## GIVEN EXERCISE
How many lines of the listing below contain the string "snowy"? Case counts. Reply with the number alone.

--- Begin ---

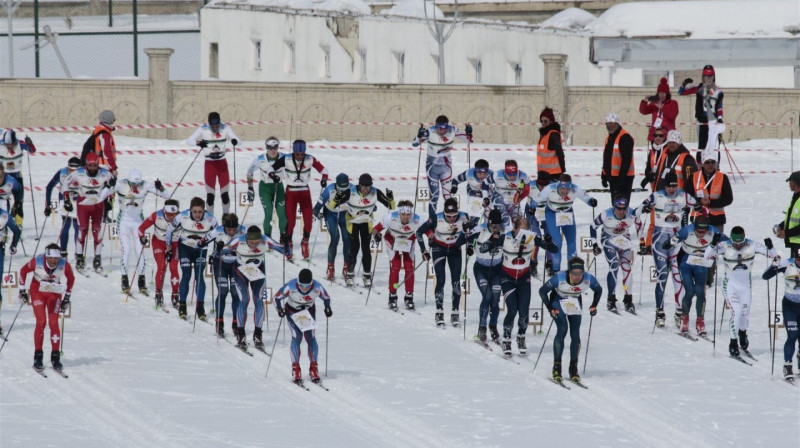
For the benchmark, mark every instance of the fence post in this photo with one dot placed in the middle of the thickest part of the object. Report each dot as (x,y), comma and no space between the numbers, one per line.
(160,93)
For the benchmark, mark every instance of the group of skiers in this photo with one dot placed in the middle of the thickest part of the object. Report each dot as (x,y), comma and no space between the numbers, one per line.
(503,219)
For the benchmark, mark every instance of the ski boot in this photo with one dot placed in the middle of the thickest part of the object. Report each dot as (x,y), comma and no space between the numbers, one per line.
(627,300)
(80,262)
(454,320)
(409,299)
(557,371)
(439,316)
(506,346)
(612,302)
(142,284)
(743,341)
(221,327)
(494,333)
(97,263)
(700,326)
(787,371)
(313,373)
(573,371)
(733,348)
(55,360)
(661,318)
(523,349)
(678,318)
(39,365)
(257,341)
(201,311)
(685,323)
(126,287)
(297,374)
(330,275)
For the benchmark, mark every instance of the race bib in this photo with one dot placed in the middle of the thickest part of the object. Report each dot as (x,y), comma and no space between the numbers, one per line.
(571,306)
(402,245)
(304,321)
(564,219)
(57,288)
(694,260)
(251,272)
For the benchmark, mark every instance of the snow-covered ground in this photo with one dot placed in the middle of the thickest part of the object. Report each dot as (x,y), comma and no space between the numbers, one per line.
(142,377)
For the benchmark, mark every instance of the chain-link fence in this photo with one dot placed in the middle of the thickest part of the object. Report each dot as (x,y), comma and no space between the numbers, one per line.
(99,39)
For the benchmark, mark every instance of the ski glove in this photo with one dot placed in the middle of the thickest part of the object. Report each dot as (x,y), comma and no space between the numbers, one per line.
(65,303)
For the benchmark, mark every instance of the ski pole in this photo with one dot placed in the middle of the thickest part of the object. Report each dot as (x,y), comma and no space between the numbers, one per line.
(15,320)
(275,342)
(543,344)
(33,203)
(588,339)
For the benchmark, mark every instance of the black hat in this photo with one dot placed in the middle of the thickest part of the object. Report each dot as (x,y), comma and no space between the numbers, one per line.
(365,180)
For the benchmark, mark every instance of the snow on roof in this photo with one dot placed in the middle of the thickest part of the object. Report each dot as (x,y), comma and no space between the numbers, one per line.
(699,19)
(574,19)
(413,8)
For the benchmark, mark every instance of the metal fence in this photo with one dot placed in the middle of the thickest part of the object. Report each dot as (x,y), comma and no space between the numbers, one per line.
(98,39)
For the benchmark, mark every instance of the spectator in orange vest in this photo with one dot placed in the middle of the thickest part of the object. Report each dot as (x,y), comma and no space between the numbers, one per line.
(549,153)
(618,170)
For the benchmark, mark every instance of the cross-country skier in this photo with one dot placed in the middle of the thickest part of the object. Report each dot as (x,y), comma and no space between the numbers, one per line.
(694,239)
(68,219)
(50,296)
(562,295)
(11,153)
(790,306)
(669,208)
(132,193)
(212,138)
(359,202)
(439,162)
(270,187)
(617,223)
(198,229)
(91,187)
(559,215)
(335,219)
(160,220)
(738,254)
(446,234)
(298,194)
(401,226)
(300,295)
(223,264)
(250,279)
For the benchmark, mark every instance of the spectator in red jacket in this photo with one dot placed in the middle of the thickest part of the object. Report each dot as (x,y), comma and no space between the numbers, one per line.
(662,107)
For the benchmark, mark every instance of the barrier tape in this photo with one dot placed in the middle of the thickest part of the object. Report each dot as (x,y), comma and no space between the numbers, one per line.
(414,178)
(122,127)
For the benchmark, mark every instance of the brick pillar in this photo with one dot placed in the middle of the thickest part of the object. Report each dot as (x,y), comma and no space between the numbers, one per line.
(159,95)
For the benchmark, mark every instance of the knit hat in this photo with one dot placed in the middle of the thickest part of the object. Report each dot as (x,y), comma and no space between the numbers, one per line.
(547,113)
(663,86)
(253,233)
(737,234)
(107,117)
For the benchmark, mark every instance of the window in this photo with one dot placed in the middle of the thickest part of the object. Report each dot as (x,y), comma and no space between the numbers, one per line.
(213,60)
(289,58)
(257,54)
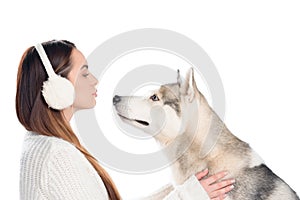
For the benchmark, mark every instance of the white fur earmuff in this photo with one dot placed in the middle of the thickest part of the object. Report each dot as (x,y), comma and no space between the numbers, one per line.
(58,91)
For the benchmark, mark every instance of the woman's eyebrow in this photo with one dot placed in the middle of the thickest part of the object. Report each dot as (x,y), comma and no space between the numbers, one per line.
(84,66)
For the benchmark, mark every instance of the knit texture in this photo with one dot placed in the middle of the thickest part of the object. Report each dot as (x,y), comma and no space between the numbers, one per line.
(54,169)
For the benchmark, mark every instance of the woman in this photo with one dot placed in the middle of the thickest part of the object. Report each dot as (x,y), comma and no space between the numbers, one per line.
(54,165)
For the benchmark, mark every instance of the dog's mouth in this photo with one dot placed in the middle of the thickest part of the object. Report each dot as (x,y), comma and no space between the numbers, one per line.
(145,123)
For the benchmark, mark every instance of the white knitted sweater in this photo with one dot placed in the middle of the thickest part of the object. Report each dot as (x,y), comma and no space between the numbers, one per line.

--- End ---
--- Begin ---

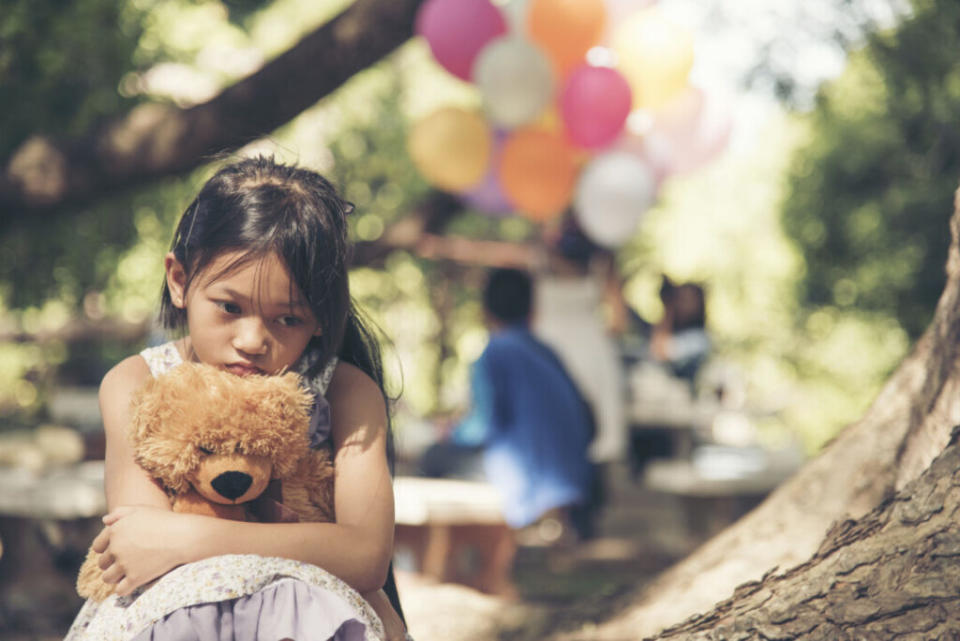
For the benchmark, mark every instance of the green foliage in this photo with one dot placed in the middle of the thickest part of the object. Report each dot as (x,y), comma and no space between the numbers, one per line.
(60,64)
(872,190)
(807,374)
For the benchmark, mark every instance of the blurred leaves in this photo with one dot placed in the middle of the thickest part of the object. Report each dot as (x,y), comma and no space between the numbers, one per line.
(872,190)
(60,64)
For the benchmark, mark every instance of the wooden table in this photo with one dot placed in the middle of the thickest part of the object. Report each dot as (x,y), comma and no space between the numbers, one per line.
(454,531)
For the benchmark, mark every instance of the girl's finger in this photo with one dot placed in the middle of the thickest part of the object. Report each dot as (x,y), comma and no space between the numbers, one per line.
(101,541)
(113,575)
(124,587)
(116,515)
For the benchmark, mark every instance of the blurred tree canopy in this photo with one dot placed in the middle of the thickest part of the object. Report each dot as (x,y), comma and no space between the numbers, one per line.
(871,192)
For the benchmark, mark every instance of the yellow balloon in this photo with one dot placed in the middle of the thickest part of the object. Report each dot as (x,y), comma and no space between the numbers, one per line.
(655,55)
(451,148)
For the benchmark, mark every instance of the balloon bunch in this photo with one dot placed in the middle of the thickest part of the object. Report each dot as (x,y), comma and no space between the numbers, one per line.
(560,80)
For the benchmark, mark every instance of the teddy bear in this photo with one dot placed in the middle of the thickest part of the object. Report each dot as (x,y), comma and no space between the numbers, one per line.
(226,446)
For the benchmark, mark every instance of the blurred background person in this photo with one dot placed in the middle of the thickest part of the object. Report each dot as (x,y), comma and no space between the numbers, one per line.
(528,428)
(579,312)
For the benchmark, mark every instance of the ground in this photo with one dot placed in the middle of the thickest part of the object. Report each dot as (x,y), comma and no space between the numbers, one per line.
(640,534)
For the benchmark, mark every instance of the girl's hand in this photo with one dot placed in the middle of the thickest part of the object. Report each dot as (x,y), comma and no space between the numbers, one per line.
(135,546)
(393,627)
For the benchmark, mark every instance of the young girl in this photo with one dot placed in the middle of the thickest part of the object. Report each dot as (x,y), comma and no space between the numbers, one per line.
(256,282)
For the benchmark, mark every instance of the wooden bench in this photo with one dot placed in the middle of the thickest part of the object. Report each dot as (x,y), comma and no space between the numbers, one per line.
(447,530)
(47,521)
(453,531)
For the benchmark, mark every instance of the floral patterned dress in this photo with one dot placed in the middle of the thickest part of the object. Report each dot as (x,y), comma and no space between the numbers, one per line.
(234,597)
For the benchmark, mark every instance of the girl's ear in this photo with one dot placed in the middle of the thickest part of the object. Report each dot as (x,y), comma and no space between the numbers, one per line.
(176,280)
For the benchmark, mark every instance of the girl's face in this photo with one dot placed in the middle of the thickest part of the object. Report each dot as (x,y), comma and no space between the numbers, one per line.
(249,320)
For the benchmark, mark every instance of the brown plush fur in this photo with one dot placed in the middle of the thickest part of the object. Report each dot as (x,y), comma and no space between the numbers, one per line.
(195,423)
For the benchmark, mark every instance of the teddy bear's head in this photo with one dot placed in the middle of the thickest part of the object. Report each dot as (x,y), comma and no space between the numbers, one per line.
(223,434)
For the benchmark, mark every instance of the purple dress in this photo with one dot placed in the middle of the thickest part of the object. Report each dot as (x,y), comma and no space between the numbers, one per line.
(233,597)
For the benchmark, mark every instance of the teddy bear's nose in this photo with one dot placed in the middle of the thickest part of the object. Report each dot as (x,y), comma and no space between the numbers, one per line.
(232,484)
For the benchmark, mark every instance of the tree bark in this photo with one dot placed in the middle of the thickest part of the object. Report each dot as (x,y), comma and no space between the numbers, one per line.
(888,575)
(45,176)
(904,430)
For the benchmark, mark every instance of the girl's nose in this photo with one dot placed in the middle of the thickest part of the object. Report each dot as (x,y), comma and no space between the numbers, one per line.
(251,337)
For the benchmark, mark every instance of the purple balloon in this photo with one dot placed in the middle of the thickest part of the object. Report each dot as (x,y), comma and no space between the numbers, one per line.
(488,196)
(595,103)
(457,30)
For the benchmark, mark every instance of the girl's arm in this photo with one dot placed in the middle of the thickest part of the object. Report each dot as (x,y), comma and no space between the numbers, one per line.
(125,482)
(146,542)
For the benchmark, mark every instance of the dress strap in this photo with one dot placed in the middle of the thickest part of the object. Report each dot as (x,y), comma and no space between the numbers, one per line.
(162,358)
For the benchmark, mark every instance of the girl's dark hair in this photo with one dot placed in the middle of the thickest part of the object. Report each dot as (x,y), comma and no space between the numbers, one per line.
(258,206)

--- End ---
--- Begin ---

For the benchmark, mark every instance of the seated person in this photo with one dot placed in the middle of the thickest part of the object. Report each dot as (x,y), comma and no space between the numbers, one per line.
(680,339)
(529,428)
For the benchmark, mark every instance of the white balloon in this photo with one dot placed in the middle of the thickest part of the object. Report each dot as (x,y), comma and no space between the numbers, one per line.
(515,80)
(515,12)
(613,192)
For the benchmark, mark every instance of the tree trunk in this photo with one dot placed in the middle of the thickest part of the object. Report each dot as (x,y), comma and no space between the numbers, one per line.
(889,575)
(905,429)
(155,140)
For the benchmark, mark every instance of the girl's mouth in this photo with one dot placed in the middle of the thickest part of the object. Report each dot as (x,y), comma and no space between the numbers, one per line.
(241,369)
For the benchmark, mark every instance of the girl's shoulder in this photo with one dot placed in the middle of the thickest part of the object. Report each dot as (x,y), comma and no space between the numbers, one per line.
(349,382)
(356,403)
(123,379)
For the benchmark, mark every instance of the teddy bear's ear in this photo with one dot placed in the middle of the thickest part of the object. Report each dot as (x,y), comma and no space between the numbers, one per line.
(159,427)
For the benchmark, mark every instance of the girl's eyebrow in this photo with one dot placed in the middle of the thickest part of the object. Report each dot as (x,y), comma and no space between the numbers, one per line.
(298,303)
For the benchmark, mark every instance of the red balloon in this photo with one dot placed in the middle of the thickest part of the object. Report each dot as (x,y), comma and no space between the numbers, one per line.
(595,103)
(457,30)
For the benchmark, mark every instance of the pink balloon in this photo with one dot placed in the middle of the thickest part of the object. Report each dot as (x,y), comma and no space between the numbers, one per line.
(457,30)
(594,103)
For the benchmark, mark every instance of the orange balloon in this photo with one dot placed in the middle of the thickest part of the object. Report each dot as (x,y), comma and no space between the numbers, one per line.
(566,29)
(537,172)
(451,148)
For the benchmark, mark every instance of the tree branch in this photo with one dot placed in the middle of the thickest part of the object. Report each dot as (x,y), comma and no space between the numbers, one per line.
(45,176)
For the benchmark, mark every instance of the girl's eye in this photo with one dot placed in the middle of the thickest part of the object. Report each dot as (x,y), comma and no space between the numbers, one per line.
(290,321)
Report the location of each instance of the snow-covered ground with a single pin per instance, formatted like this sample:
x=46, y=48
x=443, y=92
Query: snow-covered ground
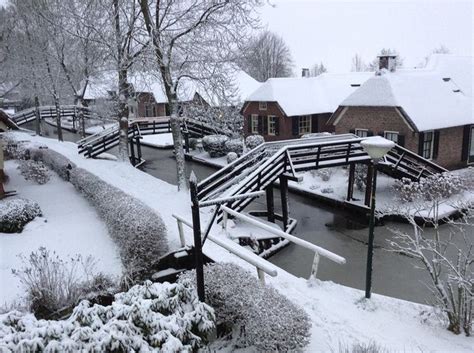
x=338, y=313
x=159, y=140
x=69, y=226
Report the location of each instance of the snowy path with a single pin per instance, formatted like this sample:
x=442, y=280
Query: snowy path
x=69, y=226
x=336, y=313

--- End ---

## RIGHT ANSWER
2